● **DATA SUPPLIED**:
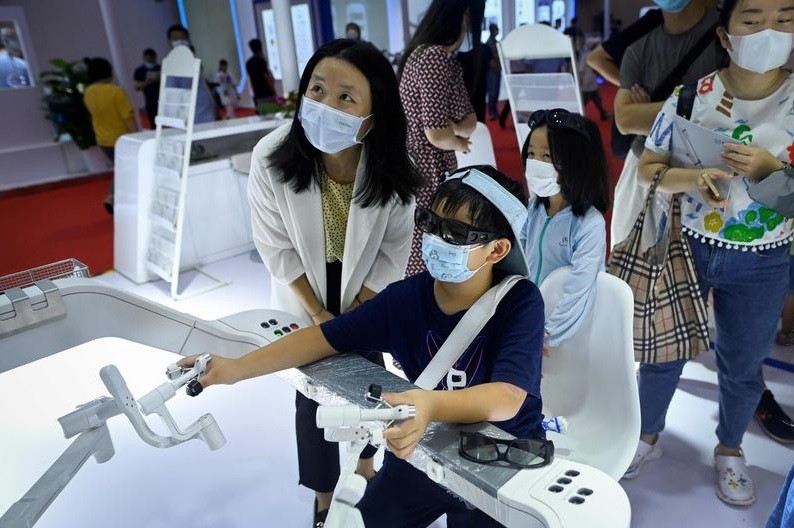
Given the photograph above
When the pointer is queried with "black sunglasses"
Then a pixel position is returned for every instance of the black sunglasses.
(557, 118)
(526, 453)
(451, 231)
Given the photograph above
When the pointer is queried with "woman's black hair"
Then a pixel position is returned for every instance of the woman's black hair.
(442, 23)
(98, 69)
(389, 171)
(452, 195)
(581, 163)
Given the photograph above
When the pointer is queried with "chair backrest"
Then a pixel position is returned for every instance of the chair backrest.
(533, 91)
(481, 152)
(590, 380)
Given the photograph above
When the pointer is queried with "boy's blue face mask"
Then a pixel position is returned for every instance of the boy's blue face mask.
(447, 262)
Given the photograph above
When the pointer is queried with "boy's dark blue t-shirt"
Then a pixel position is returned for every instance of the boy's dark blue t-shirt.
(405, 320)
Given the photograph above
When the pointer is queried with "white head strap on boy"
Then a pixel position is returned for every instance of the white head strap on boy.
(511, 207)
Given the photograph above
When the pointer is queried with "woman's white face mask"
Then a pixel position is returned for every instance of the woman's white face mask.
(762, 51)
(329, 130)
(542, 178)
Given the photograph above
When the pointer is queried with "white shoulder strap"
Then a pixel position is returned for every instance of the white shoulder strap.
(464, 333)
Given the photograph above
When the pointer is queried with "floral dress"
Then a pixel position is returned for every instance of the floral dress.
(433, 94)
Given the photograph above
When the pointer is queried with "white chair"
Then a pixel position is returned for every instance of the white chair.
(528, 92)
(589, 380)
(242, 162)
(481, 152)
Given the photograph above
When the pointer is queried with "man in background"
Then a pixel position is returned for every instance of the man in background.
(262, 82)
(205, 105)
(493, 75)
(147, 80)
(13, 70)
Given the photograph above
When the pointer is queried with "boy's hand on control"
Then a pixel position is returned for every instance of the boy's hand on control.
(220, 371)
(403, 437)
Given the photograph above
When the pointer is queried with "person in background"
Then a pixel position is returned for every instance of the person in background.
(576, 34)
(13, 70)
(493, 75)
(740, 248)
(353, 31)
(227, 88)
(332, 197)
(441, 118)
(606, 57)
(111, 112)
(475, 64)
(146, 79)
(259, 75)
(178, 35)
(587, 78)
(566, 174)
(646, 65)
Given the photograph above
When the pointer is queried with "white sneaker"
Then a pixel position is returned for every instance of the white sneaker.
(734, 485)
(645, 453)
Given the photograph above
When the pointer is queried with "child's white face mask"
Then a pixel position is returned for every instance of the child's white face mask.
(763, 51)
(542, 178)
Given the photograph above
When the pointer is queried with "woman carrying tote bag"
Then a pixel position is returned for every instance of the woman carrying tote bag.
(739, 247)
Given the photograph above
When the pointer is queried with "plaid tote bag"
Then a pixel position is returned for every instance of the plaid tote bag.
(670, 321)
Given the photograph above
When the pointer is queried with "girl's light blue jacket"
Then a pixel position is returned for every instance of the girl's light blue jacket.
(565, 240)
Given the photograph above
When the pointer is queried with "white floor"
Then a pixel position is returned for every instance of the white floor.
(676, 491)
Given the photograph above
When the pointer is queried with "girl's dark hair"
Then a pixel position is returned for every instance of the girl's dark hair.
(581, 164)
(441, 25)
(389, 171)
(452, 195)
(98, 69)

● **WHAT NEEDS TO BE DONE**:
Copy out every line of the listing above that contains the string "head". Case counts.

● **RESPONSE**:
When the pointer is queried with "white head strap on boy"
Then a pixel position is returned for every instance of the white head strap on boy.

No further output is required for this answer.